How many lines in the entries below contain "window"? Answer with the number only.

▶ [Data excerpts]:

=== Section Start ===

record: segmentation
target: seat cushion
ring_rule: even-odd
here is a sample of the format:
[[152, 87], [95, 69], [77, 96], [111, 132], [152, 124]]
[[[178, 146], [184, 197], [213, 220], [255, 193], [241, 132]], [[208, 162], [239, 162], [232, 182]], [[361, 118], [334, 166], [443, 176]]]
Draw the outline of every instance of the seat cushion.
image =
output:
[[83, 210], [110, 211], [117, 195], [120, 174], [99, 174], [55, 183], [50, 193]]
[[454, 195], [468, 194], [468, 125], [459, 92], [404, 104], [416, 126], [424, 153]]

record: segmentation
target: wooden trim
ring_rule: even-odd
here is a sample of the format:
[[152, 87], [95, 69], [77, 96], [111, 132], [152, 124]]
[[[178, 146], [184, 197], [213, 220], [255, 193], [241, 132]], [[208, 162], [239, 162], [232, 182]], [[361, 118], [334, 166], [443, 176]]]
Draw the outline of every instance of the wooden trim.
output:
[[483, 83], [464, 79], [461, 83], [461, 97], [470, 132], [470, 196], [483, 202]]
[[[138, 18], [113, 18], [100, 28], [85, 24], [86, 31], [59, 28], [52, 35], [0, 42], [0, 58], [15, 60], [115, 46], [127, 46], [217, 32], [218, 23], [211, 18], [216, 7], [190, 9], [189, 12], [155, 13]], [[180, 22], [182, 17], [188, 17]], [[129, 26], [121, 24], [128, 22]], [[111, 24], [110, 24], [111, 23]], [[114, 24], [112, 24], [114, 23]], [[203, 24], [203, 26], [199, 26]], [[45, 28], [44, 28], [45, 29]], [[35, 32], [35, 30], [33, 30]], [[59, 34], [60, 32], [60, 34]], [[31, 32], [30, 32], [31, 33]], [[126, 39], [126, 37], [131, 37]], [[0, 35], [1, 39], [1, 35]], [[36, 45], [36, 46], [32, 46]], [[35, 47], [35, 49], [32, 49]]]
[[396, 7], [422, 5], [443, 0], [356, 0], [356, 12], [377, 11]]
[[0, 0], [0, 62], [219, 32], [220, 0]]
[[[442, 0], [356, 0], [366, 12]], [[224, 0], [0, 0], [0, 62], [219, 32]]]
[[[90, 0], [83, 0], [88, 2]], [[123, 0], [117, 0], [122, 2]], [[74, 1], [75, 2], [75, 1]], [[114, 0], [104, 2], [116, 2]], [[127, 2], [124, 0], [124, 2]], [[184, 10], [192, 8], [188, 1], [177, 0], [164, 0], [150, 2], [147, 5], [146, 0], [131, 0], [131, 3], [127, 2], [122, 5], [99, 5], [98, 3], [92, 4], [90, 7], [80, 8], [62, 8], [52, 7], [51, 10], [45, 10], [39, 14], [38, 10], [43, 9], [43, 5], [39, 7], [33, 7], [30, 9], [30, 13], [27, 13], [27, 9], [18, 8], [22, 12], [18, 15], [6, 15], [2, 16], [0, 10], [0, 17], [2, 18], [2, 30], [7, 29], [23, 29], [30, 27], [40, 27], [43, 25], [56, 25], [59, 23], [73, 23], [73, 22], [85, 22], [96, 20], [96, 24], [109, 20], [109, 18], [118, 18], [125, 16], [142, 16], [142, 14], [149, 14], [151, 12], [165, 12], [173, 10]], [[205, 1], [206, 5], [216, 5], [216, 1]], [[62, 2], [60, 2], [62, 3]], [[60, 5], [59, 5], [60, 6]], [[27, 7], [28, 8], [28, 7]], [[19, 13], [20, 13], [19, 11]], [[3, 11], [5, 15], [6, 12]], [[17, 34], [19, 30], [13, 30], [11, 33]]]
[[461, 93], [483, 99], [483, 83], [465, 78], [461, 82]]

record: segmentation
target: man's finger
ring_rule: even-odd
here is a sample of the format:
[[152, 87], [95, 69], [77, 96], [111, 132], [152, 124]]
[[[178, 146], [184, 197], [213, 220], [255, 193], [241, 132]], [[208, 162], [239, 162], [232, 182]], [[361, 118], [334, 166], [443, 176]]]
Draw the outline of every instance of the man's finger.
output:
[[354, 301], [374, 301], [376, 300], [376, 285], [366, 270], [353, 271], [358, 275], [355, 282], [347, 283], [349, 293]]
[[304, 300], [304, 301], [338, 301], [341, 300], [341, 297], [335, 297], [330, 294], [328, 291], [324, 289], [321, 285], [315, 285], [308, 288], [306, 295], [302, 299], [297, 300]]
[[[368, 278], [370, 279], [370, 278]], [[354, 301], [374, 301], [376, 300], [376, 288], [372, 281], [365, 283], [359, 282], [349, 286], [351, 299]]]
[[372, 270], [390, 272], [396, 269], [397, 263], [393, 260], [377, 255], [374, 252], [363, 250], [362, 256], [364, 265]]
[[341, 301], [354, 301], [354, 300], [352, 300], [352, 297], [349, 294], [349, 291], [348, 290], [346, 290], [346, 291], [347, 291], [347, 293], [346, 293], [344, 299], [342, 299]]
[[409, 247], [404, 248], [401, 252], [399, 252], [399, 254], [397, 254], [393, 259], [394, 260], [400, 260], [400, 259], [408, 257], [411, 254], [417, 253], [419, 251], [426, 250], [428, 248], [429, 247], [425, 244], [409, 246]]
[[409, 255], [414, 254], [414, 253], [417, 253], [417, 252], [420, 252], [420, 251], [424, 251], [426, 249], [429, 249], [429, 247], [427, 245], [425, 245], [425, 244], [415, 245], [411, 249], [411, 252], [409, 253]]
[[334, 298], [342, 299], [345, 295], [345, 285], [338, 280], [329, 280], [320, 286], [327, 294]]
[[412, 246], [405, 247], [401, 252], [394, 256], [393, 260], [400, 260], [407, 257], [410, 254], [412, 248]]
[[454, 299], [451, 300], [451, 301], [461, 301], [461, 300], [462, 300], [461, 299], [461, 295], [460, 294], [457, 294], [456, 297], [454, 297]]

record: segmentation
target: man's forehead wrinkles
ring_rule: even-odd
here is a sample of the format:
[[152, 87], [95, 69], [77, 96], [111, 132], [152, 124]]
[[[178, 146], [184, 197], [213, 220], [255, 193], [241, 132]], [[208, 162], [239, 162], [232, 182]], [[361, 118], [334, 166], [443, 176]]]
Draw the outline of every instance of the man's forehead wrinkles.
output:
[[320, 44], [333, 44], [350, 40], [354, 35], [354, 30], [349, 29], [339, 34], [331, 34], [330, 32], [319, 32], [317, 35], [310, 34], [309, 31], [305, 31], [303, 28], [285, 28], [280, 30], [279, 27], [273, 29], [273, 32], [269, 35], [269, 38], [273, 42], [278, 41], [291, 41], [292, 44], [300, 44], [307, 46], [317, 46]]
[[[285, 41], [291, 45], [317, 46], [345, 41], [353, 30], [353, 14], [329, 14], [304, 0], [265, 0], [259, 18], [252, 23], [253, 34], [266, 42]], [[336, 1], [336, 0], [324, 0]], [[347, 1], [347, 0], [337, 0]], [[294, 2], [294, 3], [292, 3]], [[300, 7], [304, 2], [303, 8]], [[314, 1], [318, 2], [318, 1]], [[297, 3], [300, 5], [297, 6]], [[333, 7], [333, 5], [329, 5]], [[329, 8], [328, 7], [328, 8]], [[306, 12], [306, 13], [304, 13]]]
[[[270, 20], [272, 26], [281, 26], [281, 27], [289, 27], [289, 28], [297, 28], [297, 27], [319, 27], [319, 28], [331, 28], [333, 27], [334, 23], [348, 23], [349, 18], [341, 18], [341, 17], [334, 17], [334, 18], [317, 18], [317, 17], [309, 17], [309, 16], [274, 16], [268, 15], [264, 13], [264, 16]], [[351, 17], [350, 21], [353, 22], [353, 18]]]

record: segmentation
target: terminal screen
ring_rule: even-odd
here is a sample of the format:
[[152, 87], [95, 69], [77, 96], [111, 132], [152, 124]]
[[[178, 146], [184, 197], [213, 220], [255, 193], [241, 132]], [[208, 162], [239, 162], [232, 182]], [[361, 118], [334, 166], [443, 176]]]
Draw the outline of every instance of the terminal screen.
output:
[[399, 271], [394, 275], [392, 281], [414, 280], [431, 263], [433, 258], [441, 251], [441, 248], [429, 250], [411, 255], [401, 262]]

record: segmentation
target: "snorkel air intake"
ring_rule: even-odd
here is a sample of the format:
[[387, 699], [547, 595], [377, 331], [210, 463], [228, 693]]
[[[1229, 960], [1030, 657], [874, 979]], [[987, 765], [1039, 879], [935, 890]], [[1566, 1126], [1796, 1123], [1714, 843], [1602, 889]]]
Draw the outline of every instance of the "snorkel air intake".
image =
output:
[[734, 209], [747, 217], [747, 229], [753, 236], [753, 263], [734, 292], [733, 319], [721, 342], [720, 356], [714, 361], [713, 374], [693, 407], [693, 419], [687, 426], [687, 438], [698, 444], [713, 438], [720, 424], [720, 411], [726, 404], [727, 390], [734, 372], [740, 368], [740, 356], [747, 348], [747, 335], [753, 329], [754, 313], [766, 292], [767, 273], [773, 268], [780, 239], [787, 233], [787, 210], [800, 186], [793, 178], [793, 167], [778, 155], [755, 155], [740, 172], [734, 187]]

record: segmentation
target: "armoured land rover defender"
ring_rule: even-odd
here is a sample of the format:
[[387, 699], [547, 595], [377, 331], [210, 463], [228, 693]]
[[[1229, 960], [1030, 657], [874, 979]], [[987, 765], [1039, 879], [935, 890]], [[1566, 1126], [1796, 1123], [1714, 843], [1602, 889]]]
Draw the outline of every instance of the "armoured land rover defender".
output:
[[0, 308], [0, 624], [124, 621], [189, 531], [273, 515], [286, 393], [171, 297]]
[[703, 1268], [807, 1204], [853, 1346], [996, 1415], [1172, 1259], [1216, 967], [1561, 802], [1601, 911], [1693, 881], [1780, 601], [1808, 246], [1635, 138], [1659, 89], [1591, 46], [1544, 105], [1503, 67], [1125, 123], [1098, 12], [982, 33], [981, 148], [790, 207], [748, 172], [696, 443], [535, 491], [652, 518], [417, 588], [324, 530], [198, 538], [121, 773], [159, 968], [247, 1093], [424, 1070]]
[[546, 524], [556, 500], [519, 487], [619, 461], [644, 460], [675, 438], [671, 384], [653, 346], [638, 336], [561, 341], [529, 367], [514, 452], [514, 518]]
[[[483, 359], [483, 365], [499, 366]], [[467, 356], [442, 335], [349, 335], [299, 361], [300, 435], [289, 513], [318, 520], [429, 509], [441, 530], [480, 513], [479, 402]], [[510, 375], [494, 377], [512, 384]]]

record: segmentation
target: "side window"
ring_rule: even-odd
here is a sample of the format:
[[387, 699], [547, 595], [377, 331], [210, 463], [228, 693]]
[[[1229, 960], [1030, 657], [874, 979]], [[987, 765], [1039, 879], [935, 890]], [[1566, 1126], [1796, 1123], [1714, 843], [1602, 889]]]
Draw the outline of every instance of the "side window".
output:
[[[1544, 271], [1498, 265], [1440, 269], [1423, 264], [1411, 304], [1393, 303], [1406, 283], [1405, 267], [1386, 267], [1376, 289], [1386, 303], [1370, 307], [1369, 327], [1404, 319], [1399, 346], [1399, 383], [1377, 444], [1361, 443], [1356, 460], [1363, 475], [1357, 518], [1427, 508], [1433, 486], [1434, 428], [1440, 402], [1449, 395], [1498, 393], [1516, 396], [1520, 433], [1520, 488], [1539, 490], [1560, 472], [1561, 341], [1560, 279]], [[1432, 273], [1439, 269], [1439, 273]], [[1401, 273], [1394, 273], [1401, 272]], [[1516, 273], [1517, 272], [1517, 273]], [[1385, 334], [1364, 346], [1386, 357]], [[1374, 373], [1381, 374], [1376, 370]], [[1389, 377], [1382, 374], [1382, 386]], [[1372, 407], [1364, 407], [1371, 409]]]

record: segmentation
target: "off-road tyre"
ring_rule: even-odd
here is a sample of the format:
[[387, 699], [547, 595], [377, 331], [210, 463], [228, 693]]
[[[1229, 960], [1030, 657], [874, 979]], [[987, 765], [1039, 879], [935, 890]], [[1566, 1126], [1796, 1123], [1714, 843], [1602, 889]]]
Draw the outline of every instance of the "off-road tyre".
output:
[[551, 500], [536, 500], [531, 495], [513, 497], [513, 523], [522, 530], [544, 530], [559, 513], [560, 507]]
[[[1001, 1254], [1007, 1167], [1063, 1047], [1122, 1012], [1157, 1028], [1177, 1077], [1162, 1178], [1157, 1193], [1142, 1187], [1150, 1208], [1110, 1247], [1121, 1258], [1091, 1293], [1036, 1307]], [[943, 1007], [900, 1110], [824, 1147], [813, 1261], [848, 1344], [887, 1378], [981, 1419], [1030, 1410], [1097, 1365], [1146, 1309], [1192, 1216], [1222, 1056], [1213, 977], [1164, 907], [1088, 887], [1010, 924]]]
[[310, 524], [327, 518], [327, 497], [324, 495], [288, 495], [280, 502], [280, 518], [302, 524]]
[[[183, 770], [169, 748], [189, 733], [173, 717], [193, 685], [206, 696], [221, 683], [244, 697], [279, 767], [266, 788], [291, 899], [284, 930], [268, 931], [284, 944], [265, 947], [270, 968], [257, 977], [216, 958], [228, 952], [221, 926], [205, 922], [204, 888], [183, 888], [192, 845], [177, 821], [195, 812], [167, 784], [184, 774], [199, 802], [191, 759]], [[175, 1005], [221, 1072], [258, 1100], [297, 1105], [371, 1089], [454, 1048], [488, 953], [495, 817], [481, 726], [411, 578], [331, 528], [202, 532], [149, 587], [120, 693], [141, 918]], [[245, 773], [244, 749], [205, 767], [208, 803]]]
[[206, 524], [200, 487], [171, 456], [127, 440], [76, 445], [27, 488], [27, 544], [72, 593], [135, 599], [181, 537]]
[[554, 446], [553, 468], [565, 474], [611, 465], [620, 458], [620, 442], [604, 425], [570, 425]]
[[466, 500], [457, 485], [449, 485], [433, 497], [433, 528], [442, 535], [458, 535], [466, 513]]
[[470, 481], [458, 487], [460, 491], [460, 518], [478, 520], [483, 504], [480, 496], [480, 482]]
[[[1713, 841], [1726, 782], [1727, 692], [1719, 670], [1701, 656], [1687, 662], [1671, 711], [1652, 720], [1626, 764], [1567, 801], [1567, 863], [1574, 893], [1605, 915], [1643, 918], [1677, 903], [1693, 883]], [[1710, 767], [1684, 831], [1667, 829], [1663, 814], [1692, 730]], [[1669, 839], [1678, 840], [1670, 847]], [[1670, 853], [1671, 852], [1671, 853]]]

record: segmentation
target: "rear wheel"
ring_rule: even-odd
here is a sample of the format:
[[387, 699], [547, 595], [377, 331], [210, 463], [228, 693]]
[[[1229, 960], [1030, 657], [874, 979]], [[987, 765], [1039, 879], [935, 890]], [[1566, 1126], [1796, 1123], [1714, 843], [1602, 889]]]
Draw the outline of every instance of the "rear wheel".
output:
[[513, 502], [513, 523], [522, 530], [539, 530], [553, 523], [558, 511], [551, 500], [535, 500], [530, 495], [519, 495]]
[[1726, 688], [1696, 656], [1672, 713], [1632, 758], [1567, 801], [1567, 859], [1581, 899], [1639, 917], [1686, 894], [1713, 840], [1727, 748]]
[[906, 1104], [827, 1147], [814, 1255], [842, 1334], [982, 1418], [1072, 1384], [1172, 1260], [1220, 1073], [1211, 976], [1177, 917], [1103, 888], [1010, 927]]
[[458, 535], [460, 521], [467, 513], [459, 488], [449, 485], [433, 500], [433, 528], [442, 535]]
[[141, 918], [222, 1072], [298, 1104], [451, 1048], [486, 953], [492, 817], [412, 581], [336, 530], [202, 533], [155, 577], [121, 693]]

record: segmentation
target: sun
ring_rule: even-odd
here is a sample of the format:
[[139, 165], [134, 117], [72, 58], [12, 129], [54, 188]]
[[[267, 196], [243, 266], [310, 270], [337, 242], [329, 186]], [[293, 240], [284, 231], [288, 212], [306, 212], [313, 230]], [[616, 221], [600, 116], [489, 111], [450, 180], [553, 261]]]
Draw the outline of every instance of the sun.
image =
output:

=== Section End ===

▶ [Response to the exercise]:
2